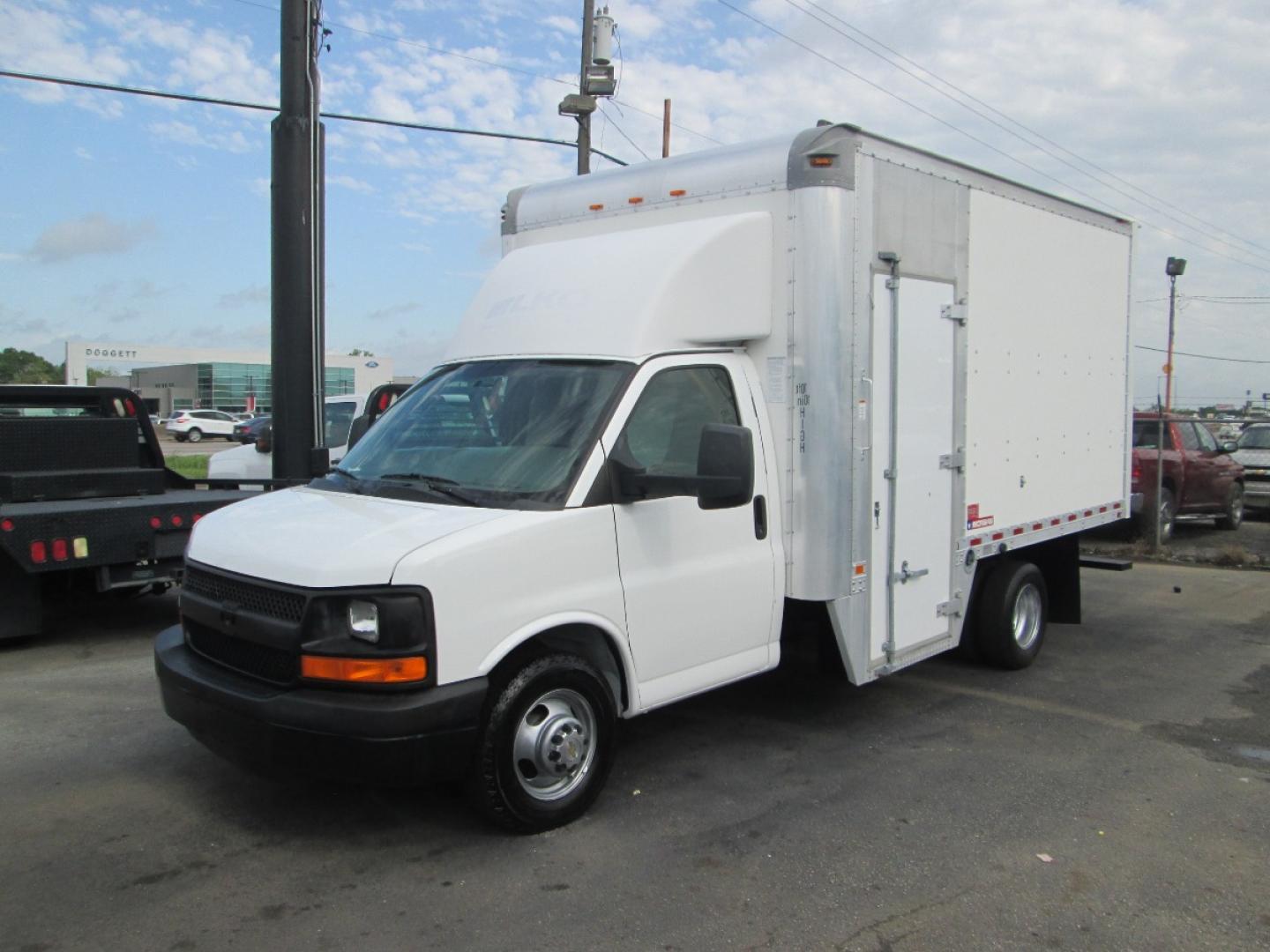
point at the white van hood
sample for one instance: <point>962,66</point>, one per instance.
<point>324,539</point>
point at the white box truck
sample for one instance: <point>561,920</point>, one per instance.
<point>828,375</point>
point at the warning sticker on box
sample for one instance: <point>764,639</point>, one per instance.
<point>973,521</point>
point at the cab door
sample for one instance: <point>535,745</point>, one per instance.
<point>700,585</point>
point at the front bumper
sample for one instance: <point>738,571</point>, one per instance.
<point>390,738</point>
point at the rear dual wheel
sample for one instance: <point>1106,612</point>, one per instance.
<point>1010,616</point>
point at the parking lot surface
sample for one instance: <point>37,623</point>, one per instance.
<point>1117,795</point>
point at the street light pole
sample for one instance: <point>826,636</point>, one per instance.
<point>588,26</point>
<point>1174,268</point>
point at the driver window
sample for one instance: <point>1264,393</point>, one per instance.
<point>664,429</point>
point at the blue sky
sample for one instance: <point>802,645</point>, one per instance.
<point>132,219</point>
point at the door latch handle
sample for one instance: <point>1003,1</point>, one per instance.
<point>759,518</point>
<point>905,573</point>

* * *

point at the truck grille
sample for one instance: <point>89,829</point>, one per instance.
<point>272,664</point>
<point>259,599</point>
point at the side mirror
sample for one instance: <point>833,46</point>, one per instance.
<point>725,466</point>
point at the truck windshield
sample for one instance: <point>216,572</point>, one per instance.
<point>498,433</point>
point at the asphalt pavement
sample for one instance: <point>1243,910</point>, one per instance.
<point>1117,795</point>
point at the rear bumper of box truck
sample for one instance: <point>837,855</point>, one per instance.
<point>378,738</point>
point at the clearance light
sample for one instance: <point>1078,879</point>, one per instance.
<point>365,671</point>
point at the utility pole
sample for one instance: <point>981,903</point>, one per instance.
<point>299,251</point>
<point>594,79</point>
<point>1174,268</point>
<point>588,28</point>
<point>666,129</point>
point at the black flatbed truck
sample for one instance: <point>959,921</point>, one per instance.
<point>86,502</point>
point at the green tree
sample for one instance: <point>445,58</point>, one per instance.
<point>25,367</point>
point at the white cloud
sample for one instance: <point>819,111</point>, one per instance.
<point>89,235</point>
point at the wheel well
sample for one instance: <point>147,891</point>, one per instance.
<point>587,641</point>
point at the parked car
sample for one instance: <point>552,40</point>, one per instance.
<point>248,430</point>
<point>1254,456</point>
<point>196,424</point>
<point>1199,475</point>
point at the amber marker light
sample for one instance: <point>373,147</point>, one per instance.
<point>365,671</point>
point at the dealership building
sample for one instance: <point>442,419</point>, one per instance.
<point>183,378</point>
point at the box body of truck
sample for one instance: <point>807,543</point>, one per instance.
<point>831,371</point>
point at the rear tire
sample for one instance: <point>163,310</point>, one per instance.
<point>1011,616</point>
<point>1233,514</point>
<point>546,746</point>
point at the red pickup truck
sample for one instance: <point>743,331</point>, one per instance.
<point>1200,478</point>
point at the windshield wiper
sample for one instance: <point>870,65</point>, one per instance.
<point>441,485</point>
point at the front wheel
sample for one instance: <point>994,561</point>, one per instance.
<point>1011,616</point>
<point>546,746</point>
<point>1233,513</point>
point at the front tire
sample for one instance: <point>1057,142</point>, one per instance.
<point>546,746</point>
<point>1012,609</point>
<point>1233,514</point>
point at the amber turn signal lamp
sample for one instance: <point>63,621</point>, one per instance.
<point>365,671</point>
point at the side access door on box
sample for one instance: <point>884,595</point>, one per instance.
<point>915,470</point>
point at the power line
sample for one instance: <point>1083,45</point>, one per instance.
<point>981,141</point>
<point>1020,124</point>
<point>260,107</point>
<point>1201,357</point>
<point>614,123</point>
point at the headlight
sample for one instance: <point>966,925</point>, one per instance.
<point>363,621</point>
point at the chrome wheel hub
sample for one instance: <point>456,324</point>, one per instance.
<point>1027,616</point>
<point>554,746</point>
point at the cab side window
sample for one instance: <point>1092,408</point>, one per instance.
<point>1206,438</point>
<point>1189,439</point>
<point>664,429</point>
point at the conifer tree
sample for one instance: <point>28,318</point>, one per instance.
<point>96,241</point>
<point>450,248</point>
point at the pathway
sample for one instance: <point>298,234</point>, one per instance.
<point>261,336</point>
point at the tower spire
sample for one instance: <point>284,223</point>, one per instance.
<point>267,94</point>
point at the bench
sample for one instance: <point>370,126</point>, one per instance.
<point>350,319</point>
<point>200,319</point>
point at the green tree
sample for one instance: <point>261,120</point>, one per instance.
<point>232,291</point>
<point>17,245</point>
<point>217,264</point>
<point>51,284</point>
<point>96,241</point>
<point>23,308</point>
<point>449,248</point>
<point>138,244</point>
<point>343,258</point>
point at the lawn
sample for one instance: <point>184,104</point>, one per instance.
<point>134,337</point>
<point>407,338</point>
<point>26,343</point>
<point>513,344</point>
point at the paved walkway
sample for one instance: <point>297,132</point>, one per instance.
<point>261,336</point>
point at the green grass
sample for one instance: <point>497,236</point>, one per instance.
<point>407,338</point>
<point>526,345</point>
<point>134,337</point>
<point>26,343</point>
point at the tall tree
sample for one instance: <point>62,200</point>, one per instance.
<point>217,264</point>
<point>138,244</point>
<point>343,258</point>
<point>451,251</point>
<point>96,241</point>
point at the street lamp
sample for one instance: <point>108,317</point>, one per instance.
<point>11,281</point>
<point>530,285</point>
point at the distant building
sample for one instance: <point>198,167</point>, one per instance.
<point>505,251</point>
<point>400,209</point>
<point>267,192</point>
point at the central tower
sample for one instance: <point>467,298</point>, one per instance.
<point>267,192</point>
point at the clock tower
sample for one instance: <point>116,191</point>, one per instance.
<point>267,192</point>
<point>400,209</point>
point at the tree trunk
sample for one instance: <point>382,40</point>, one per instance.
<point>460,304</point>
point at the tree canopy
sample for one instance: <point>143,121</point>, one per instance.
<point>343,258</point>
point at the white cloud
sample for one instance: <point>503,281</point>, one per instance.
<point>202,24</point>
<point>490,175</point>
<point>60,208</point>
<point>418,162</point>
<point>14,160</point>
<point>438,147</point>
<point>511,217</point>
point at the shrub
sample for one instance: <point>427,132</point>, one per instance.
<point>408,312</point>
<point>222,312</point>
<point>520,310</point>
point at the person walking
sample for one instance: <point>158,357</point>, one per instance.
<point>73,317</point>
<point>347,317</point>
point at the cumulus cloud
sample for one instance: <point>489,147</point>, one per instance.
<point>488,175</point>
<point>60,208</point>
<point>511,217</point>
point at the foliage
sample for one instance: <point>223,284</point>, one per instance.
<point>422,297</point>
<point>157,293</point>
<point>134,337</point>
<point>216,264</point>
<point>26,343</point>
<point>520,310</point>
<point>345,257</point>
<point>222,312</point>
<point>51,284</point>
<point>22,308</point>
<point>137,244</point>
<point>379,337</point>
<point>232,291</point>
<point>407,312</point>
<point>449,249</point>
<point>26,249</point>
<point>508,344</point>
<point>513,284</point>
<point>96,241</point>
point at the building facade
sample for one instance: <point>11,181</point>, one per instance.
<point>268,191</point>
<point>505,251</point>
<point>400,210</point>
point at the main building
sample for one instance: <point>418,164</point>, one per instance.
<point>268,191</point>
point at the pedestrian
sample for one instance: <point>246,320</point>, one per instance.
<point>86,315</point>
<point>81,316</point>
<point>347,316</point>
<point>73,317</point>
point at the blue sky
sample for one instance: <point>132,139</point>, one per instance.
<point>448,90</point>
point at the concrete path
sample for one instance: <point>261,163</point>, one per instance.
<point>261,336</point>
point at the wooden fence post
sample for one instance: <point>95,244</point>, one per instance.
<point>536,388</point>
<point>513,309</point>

** What is being asked **
Only the lines above from the one with "point at the green grass" up to and including the one with "point at the distant building" should be repeated, exactly as written.

** Reply to the exercise **
point at the green grass
sample for one instance: <point>497,236</point>, one per instance.
<point>407,338</point>
<point>526,345</point>
<point>134,337</point>
<point>26,343</point>
point at the tall tree
sample for one instance: <point>62,200</point>, one per instance.
<point>217,264</point>
<point>138,244</point>
<point>343,258</point>
<point>451,251</point>
<point>96,241</point>
point at the street lamp
sample for one instance: <point>108,317</point>, one per instance.
<point>11,281</point>
<point>530,285</point>
point at the distant building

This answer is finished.